| Your task |
Could you copy out every line from the one containing "Lightning round! Study the photo above and box every white" down through the last line below, both included, keeping every line's text but adding -90 to each bounding-box coordinate and leaving out the pictures?

** Start **

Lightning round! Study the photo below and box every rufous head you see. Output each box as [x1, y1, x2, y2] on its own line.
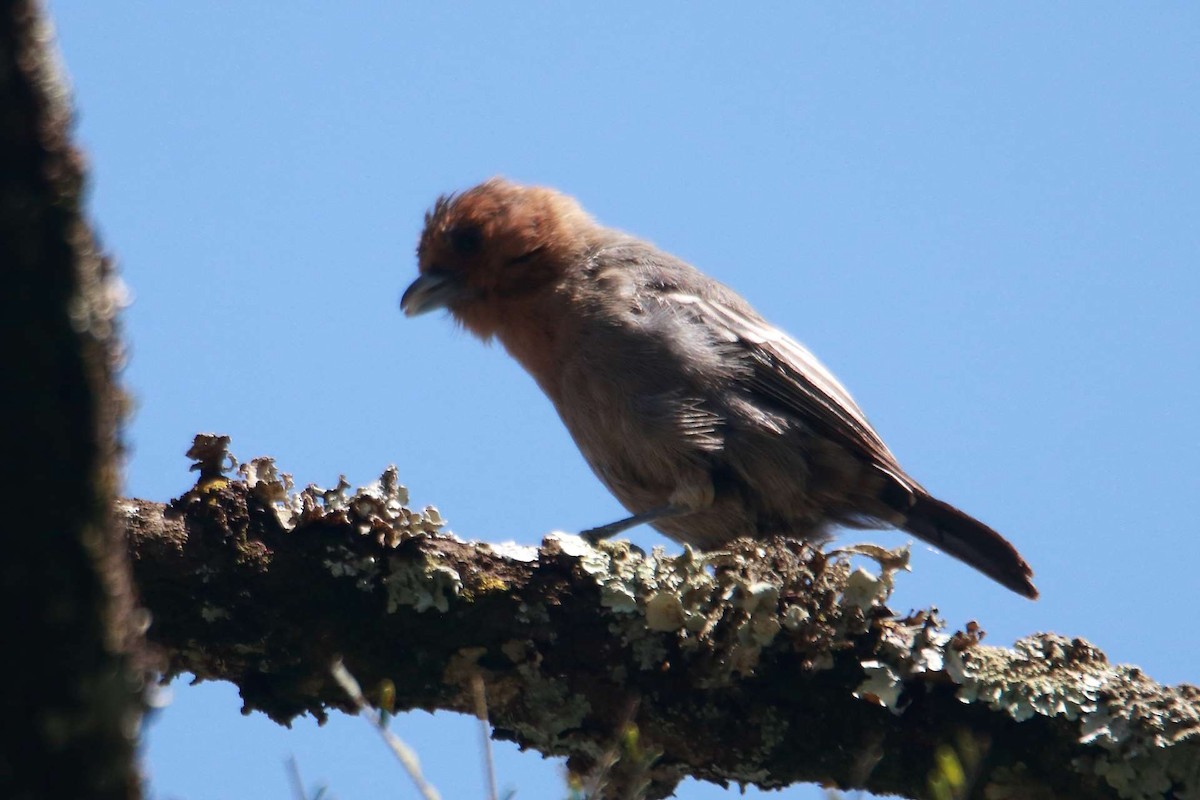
[400, 178, 595, 338]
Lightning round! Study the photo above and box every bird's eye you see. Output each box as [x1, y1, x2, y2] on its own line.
[446, 227, 484, 255]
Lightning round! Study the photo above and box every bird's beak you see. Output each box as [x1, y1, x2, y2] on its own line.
[400, 270, 462, 317]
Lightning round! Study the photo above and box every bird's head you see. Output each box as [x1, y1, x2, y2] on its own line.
[400, 178, 595, 338]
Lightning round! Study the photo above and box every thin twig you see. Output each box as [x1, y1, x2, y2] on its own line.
[470, 673, 499, 800]
[329, 658, 442, 800]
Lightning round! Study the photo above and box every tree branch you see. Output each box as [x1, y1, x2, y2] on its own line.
[122, 438, 1200, 798]
[0, 0, 146, 800]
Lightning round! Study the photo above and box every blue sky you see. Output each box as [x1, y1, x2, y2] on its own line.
[52, 6, 1200, 800]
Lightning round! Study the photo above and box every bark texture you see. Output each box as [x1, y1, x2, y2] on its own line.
[0, 1, 143, 799]
[122, 450, 1200, 799]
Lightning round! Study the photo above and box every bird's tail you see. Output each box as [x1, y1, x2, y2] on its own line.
[901, 492, 1038, 600]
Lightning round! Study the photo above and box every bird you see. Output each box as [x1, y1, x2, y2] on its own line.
[401, 178, 1038, 600]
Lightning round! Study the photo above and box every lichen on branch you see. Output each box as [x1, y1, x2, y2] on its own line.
[122, 440, 1200, 798]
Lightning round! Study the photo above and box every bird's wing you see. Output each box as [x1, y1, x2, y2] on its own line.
[670, 293, 916, 487]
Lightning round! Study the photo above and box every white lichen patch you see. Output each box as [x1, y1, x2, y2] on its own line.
[478, 542, 538, 564]
[946, 633, 1200, 800]
[854, 661, 904, 714]
[544, 534, 835, 686]
[383, 557, 462, 614]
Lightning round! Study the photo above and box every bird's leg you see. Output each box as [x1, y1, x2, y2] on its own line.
[580, 506, 679, 545]
[580, 481, 716, 545]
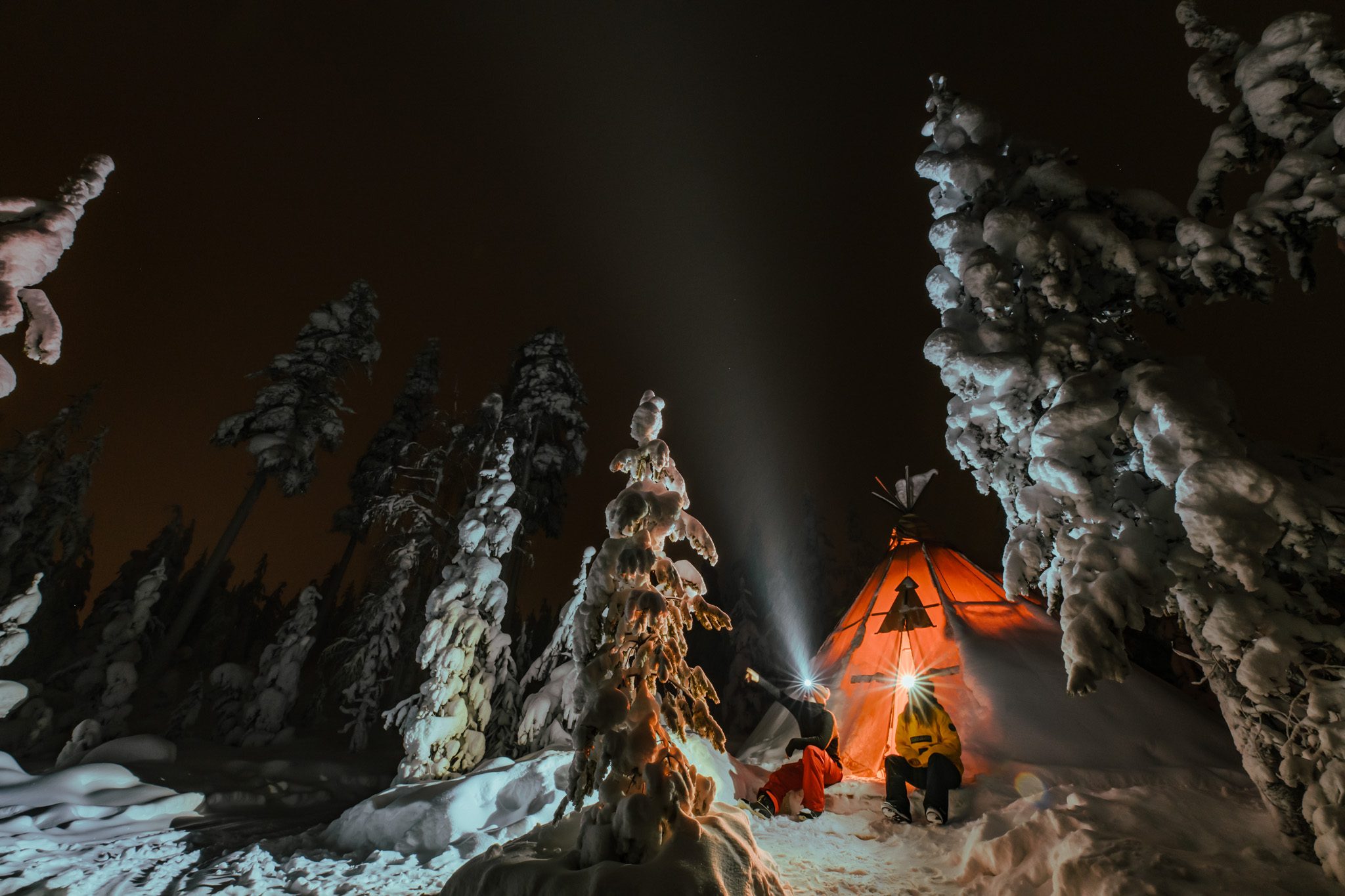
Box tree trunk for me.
[1178,597,1318,863]
[144,473,267,681]
[506,419,538,606]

** End **

| Answer to the task |
Lightning round! Study the photo above and box every white lichen patch you see. Output each box as [x1, y1, x2, y2] on its own line.
[388, 452, 448, 474]
[856, 543, 1110, 710]
[764, 571, 814, 624]
[454, 444, 745, 596]
[293, 467, 372, 524]
Lightning round! Study the photo above and box every bird's leg you see. Output each box as [x1, y1, x2, y2] on its own line.
[490, 416, 589, 455]
[490, 391, 626, 455]
Box tree trunk for me.
[1088,507,1228,773]
[54,383,177,591]
[416,329,448,516]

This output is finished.